WORK REQUIRED →
Write out the part of the shrimp farm article below between "Recently, a friend" and "such ag products.", inclusive, word for word.

PASSAGE FOR REVIEW →

····················

Alva Review-Courier -

Resident wants to start shrimp farm in Freedom

 

April 15, 2018

Jeff Brown of Freedom

Thirty-year Freedom resident Jeff Brown has spent most of his working-life driving big trucks. At one time, he and his wife owned four trucks and had several hired drivers.

Recently, a friend in Goltry pointed Brown to an opportunity for a unique business for Oklahoma: shrimp farming. After traveling to Purdue University in Indiana, and spending $12,000 for a consultant to study the potential in Oklahoma, Brown has decided to make a go of it. Purdue has

a strong "aquaculture" course of study and their extension agents are providing information on how to produce such ag products.

Friday night, at a special Freedom Town Trustee meeting, Jeff Brown was listed on the agenda, along with his brother, Johnny Brown (who passed away last week), to ask for a zoning change. He asked that an area currently zoned as multi-family dwelling be changed to commercial. Freedom streets Wagonwheel Lane and Eagle Pass intersect at the edge of the proposed rezoning.

The vacant area he is looking at totals 36,000 sq. ft. at the south edge of town near the Freedom lift station. Brown would like to put up a 6,000 sq. ft. pole barn to house shrimp-raising tanks. He said there is no odor or other nuisance problem like there might be with livestock or poultry. The water in the tanks can continuously be reused if a proper balance of waste eating heterotrophic bacteria and water balance is maintained.

The Freedom Town Board of Rolando Galindo, Terry Smith, and Shad Brackin were encouraging to Brown and said they would contact the town's attorney about the rezoning proposal. Freedom currently has an ordinance that prohibits livestock within the city limits. The livestock ordinance names and prohibits many farm animals within the city limits but does not mention shrimp.

····················

GIVEN RECORDS →
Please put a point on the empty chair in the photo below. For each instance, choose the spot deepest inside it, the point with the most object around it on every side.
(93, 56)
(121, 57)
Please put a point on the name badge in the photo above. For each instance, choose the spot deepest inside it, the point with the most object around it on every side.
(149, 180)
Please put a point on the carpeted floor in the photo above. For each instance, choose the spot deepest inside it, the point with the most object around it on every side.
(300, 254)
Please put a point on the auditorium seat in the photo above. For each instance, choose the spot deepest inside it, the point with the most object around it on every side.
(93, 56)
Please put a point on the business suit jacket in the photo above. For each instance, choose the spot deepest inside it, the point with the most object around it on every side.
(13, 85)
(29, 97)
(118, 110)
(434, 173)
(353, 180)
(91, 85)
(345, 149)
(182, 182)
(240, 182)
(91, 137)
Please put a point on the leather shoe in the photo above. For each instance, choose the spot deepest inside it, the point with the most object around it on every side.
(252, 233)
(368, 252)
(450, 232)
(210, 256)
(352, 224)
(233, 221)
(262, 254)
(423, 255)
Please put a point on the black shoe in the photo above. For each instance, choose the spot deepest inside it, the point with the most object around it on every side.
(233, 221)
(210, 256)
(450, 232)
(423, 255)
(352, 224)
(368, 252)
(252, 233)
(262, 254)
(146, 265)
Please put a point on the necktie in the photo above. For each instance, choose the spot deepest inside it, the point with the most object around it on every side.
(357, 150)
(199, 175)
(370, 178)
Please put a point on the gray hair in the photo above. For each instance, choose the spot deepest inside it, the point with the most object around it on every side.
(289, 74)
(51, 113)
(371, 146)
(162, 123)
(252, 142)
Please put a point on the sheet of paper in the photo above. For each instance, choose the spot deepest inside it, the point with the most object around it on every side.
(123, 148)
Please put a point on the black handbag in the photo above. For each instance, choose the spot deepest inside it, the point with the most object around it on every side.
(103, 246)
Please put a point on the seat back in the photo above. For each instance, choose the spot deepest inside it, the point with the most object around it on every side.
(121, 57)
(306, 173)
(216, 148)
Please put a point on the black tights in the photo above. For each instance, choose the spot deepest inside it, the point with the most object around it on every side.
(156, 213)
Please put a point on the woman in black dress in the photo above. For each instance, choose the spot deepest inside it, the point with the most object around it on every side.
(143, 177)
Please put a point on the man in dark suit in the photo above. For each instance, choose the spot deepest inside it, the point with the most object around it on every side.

····················

WRITTEN RESPONSE →
Recently, a friend in Goltry pointed Brown to an opportunity for a unique business for Oklahoma: shrimp farming. After traveling to Purdue University in Indiana, and spending $12,000 for a consultant to study the potential in Oklahoma, Brown has decided to make a go of it. Purdue has

a strong "aquaculture" course of study and their extension agents are providing information on how to produce such ag products.